### Exercise requirements
Reproduce the records. Keep every word exact and include no images.

### Entries
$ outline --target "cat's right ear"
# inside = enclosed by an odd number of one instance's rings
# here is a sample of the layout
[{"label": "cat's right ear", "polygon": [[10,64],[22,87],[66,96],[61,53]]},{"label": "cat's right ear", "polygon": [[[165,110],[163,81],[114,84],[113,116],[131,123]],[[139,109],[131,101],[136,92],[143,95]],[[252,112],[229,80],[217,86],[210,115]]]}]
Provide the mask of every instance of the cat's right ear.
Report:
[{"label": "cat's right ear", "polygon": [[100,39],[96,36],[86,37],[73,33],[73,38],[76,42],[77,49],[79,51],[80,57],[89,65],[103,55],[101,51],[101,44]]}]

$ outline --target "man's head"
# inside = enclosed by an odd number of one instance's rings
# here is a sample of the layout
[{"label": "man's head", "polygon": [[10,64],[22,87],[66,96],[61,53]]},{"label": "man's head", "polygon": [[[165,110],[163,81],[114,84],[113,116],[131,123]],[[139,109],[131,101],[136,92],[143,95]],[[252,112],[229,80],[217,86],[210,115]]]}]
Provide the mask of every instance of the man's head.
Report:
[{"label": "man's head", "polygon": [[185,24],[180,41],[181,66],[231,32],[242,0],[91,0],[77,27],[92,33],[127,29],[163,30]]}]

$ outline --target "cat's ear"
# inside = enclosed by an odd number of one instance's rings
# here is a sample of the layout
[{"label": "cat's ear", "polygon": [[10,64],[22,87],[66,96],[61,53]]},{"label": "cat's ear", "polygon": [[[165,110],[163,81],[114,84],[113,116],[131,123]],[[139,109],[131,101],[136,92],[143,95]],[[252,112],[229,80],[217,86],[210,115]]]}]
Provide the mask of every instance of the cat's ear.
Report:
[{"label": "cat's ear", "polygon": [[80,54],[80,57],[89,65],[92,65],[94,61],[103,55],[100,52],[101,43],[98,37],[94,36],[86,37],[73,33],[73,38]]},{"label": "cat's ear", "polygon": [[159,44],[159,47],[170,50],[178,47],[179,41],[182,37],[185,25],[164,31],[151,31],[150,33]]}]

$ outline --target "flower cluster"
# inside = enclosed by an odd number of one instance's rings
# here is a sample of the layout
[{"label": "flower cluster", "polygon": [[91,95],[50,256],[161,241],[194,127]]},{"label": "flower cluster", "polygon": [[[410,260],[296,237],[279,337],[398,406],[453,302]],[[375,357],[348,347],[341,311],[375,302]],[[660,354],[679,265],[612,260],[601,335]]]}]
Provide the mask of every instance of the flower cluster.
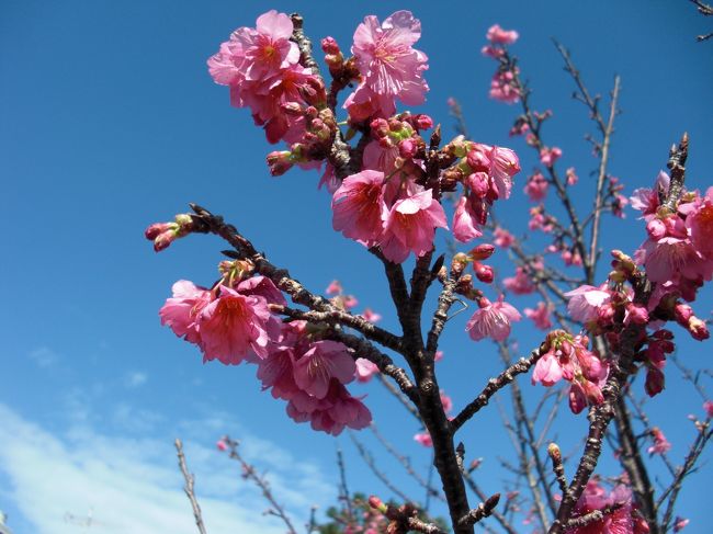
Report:
[{"label": "flower cluster", "polygon": [[554,386],[561,379],[569,382],[569,408],[579,413],[587,406],[603,400],[601,387],[607,380],[609,367],[596,352],[588,349],[589,338],[571,336],[564,330],[547,334],[532,373],[532,384]]},{"label": "flower cluster", "polygon": [[258,18],[257,27],[233,32],[208,59],[216,83],[230,88],[230,103],[249,107],[270,143],[297,141],[305,133],[301,110],[326,101],[321,79],[299,65],[293,30],[290,16],[271,10]]},{"label": "flower cluster", "polygon": [[602,512],[602,519],[591,521],[584,526],[567,529],[566,534],[647,534],[646,521],[632,502],[632,491],[626,486],[616,486],[611,492],[592,478],[587,482],[584,493],[575,507],[574,519],[591,512]]},{"label": "flower cluster", "polygon": [[520,88],[514,82],[517,67],[503,60],[507,45],[518,41],[519,34],[514,30],[502,30],[498,24],[490,26],[486,34],[489,44],[480,50],[484,56],[496,59],[499,64],[498,70],[490,80],[490,98],[513,104],[521,98]]},{"label": "flower cluster", "polygon": [[271,306],[286,304],[282,293],[269,279],[252,275],[250,263],[226,261],[220,271],[212,289],[189,281],[173,284],[173,296],[159,311],[161,323],[196,344],[204,361],[256,364],[263,390],[286,400],[296,422],[309,421],[333,435],[369,425],[369,409],[344,387],[360,376],[348,349],[319,339],[319,329],[304,321],[281,322]]}]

### Right answer
$ outline --target "cat's right ear"
# inside = enclosed by an odd number of one instance's rings
# here is a sample of the layout
[{"label": "cat's right ear", "polygon": [[10,64],[22,87],[66,96],[61,53]]},{"label": "cat's right ear", "polygon": [[[165,110],[163,81],[114,84],[113,116],[131,123]],[[139,109],[131,101],[136,92],[143,95]],[[252,112],[229,80],[217,86],[210,115]]]}]
Provide the mask of every instance of the cat's right ear.
Report:
[{"label": "cat's right ear", "polygon": [[100,39],[96,36],[86,37],[73,33],[73,38],[76,42],[77,49],[79,51],[80,57],[89,65],[103,55],[101,51],[101,44]]}]

$ outline --target "man's head"
# inside = enclosed by an odd number of one instance's rings
# here is a sample of the layout
[{"label": "man's head", "polygon": [[10,64],[22,87],[66,96],[61,53]]},{"label": "man's head", "polygon": [[[165,110],[163,81],[114,84],[113,116],[131,123]],[[139,109],[131,101],[136,92],[143,95]],[[252,112],[229,80],[217,86],[210,115]]]}]
Provide the mask of every instance of the man's head.
Report:
[{"label": "man's head", "polygon": [[185,24],[180,41],[181,66],[231,32],[242,0],[91,0],[77,27],[92,33],[127,29],[163,30]]}]

$ outline --target "cat's ear"
# inside = enclosed by an odd number of one instance's rings
# here is a sample of the layout
[{"label": "cat's ear", "polygon": [[10,64],[22,87],[66,96],[61,53]]},{"label": "cat's ear", "polygon": [[[165,110],[163,81],[114,84],[113,116],[131,123]],[[139,109],[131,101],[136,92],[143,95]],[[252,112],[229,80],[217,86],[210,115]]]}]
Provide the mask of every instance of the cat's ear.
Report:
[{"label": "cat's ear", "polygon": [[80,54],[80,57],[89,65],[92,65],[94,61],[103,55],[100,52],[101,43],[98,37],[94,36],[86,37],[73,33],[73,38]]},{"label": "cat's ear", "polygon": [[159,44],[159,47],[170,50],[178,47],[179,41],[182,37],[185,25],[164,31],[151,31],[150,33]]}]

$ outline --target "flower cluster"
# inside = enclosed by an odd number of one instance's rings
# here is a sample of the layout
[{"label": "flower cluster", "polygon": [[91,95],[50,256],[161,241],[194,127]]},{"label": "flower cluster", "polygon": [[[410,260],[296,237],[279,337],[398,406],[453,302]],[[375,357],[348,347],[341,311],[375,302]],[[660,354],[679,265],[612,260],[601,335]]]}]
Provide the mask of every instance of the flower cluster.
Report:
[{"label": "flower cluster", "polygon": [[554,386],[561,379],[569,382],[569,408],[579,413],[587,406],[603,400],[601,387],[607,380],[609,367],[596,352],[588,349],[589,338],[571,336],[564,330],[547,334],[532,373],[532,384]]},{"label": "flower cluster", "polygon": [[258,18],[257,27],[233,32],[208,59],[216,83],[230,88],[230,103],[249,107],[270,143],[297,141],[305,133],[301,110],[326,101],[321,79],[299,65],[293,30],[290,16],[271,10]]},{"label": "flower cluster", "polygon": [[602,512],[602,519],[591,521],[584,526],[567,529],[566,534],[647,534],[646,521],[632,502],[632,491],[626,486],[616,486],[611,492],[592,478],[587,482],[584,493],[575,507],[574,519],[591,512]]},{"label": "flower cluster", "polygon": [[520,88],[514,82],[517,67],[503,60],[507,45],[518,41],[519,34],[514,30],[502,30],[498,24],[490,26],[486,34],[489,44],[480,50],[484,56],[496,59],[499,64],[498,70],[490,80],[490,98],[513,104],[521,98]]},{"label": "flower cluster", "polygon": [[271,306],[286,304],[282,293],[269,279],[252,275],[250,263],[226,261],[220,271],[212,289],[189,281],[173,284],[173,296],[159,311],[161,323],[196,344],[204,361],[256,364],[263,390],[286,400],[296,422],[309,421],[333,435],[369,425],[369,409],[344,387],[360,376],[348,349],[319,339],[319,329],[304,321],[281,322]]}]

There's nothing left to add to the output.